**LO QUE HARÁ:**
Copie tal cual el tramo que va desde el inicio de los datos hasta la línea que contiene "(817, 1260)", ambos extremos incluidos.

(Datos de anotación de ubicación de objetos)
□ □ □ □ □

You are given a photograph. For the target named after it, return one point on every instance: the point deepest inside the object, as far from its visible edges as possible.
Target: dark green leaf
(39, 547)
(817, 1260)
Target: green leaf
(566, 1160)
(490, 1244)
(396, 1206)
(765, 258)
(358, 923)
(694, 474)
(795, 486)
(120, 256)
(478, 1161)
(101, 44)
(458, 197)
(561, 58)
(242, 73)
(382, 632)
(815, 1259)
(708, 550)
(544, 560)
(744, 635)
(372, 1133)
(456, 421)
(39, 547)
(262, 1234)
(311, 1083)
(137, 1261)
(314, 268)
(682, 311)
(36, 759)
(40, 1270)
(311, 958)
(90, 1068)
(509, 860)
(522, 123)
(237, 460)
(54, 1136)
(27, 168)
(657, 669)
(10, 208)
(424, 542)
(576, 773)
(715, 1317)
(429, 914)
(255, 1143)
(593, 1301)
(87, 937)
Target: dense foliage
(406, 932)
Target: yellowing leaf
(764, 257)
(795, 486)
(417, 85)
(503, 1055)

□ □ □ □ □

**SOLUCIÓN:**
You are given a photograph. For the target named after it, return one point on every instance: the point deepest inside the object, as far from its visible edges as possible.
Target: dark green leaf
(39, 547)
(817, 1260)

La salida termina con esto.